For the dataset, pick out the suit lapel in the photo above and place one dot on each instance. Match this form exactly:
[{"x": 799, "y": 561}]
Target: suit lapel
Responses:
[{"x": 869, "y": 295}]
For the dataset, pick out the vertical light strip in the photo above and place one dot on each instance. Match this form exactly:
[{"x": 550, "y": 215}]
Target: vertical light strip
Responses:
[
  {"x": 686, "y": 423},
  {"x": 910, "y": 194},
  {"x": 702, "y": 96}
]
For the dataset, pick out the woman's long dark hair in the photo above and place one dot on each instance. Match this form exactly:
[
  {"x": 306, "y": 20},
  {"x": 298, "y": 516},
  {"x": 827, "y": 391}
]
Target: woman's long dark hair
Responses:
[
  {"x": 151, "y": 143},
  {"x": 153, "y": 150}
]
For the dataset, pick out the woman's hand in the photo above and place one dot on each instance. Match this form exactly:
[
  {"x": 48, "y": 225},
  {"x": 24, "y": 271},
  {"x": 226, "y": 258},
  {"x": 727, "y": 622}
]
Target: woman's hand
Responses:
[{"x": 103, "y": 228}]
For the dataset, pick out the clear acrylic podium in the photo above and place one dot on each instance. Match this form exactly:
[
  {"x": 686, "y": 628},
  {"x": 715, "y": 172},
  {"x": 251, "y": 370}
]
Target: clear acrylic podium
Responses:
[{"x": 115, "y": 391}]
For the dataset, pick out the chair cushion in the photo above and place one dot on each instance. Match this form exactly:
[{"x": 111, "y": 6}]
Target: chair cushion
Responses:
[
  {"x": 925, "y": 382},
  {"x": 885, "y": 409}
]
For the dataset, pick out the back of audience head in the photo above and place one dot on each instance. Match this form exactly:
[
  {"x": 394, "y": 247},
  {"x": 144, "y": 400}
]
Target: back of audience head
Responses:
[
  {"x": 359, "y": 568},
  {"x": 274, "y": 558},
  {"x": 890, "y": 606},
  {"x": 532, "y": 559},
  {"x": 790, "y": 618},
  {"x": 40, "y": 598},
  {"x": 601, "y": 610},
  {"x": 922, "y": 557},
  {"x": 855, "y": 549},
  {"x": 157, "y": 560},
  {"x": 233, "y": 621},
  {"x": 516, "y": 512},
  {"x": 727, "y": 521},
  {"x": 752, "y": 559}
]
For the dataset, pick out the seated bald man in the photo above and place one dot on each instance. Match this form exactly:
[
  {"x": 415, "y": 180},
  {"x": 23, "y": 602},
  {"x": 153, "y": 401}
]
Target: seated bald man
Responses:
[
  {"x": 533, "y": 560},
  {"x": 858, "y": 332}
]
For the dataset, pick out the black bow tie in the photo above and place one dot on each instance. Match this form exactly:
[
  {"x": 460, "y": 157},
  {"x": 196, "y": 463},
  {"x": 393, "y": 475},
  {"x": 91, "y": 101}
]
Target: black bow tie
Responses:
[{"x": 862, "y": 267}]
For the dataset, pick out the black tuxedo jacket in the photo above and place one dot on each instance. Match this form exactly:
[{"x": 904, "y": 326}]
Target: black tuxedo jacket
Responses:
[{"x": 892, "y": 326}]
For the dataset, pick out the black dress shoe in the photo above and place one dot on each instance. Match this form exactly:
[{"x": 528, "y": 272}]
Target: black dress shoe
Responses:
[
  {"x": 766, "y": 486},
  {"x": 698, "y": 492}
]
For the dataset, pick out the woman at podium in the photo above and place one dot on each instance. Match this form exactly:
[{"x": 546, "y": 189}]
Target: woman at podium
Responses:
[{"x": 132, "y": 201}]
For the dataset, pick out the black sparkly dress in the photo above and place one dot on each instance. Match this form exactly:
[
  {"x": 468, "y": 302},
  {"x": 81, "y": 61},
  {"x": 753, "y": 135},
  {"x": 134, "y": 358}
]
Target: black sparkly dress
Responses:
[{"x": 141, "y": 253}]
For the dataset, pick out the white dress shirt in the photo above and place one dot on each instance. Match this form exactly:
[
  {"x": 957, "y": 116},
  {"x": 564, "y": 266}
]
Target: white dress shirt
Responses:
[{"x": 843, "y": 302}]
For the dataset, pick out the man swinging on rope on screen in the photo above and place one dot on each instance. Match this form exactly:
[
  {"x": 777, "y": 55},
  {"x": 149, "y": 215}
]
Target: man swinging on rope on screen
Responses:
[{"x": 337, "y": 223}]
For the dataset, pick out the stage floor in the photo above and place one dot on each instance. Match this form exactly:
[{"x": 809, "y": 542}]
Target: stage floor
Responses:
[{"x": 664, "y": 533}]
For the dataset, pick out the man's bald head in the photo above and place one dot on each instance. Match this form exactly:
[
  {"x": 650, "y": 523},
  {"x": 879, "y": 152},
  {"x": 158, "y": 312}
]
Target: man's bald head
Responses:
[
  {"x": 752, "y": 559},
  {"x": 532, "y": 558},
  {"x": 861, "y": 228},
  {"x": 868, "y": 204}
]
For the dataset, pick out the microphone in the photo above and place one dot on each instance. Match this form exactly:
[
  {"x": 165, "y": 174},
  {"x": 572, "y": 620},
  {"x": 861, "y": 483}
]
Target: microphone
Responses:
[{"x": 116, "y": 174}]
###
STATED PROBLEM -> Please rename "Target" to "Label" everywhere in the material above, and give all of it again with nothing else changed.

SOLUTION TO THIS TASK ->
For the dataset, pick out the suit lapel in the photo above and place one dot on each instance. Match this form exactly:
[{"x": 799, "y": 561}]
Label: suit lapel
Responses:
[{"x": 869, "y": 295}]
For the dataset, pick out the vertical light strip in the photo above and place one dot on each instance. Match this form exactly:
[{"x": 550, "y": 215}]
Label: vertical light strip
Responses:
[
  {"x": 686, "y": 423},
  {"x": 910, "y": 194},
  {"x": 702, "y": 96}
]
For the dataset, pick out the woman's long dark hair in the photo above and place one dot on each instance. Match this form exactly:
[
  {"x": 306, "y": 20},
  {"x": 298, "y": 516},
  {"x": 827, "y": 391}
]
Label: woman's long dark hair
Responses:
[
  {"x": 151, "y": 143},
  {"x": 153, "y": 150}
]
For the dataset, pick out the woman's hand in the photo above and place one dot on each instance. Match this form exactly:
[
  {"x": 48, "y": 225},
  {"x": 24, "y": 271},
  {"x": 226, "y": 258},
  {"x": 727, "y": 622}
]
Label: woman's hand
Responses:
[{"x": 103, "y": 228}]
For the dataset, pick out the clear acrylic podium in the photo above and place one dot on each instance. Match this form exactly:
[
  {"x": 686, "y": 628},
  {"x": 715, "y": 172},
  {"x": 251, "y": 370}
]
Label: clear acrylic podium
Responses:
[{"x": 115, "y": 391}]
For the dataset, pick out the chair cushion in the photo above and place one dot on each instance. Match this form exactly:
[{"x": 111, "y": 6}]
Label: chair cushion
Responses:
[
  {"x": 925, "y": 382},
  {"x": 885, "y": 409}
]
For the dataset, pick out the back of audience head in the photo above and place one dot on each instance. Match this form exactly:
[
  {"x": 394, "y": 247},
  {"x": 144, "y": 400}
]
Label: back of audience head
Responses:
[
  {"x": 359, "y": 568},
  {"x": 274, "y": 558},
  {"x": 890, "y": 606},
  {"x": 532, "y": 559},
  {"x": 790, "y": 618},
  {"x": 40, "y": 598},
  {"x": 601, "y": 610},
  {"x": 922, "y": 557},
  {"x": 855, "y": 549},
  {"x": 157, "y": 560},
  {"x": 233, "y": 621},
  {"x": 516, "y": 512},
  {"x": 727, "y": 521},
  {"x": 752, "y": 559}
]
For the dataset, pick out the seated bald man in the photo above and place one dot on each instance. Match this form exactly:
[
  {"x": 415, "y": 180},
  {"x": 23, "y": 602},
  {"x": 153, "y": 401}
]
Label: seated bald man
Responses:
[
  {"x": 533, "y": 560},
  {"x": 858, "y": 332}
]
For the dataset, pick out the black bow tie in the photo above and place one dot on each instance. Match this form exactly:
[
  {"x": 460, "y": 157},
  {"x": 196, "y": 463},
  {"x": 393, "y": 475},
  {"x": 91, "y": 101}
]
Label: black bow tie
Responses:
[{"x": 862, "y": 267}]
For the dataset, pick out the black tuxedo jacket in the photo above and place one dot on each instance. Match this form exactly:
[{"x": 904, "y": 326}]
Label: black tuxedo jacket
Responses:
[{"x": 892, "y": 326}]
For the dataset, pick out the black dress shoe in the photo above and place one dot on each instance. Match this form exactly:
[{"x": 528, "y": 272}]
Label: black dress shoe
Responses:
[
  {"x": 766, "y": 486},
  {"x": 698, "y": 492}
]
For the dataset, pick out the woman at podium in the photo above and place one dot on each instance. Match this form exactly:
[{"x": 546, "y": 189}]
Label: woman at podium
Responses:
[{"x": 132, "y": 201}]
For the dataset, pick out the black sparkly dress in the photo above and place one dot on each instance. Match this form exactly:
[
  {"x": 468, "y": 302},
  {"x": 81, "y": 61},
  {"x": 753, "y": 135},
  {"x": 134, "y": 358}
]
Label: black sparkly dress
Responses:
[{"x": 141, "y": 253}]
For the dataset, pick out the white dress shirt in the photo above and place one dot on each instance. Match this form exactly:
[
  {"x": 957, "y": 116},
  {"x": 564, "y": 266}
]
Label: white dress shirt
Responses:
[{"x": 843, "y": 302}]
For the dataset, pick out the man swinging on rope on screen in the photo above and place one dot on each instance. Match this form exactly:
[
  {"x": 777, "y": 55},
  {"x": 149, "y": 215}
]
Label: man swinging on rope on screen
Responses:
[{"x": 337, "y": 223}]
For the dataset, pick out the stage floor in the photo above and place one dot on each instance. Match this form exactly:
[{"x": 809, "y": 542}]
Label: stage floor
Responses:
[{"x": 664, "y": 533}]
For the dataset, pick out the man's bald head in the photo above and place one dot on each instance. Match this form exactly:
[
  {"x": 650, "y": 523},
  {"x": 879, "y": 152},
  {"x": 158, "y": 312}
]
Label: man's bald head
Responses:
[
  {"x": 752, "y": 559},
  {"x": 532, "y": 558},
  {"x": 861, "y": 228},
  {"x": 868, "y": 204}
]
For the dataset, pick out the microphone in the photo above and place one dot on each instance. Match this form exactly:
[
  {"x": 165, "y": 174},
  {"x": 572, "y": 620},
  {"x": 861, "y": 483}
]
Label: microphone
Responses:
[{"x": 116, "y": 174}]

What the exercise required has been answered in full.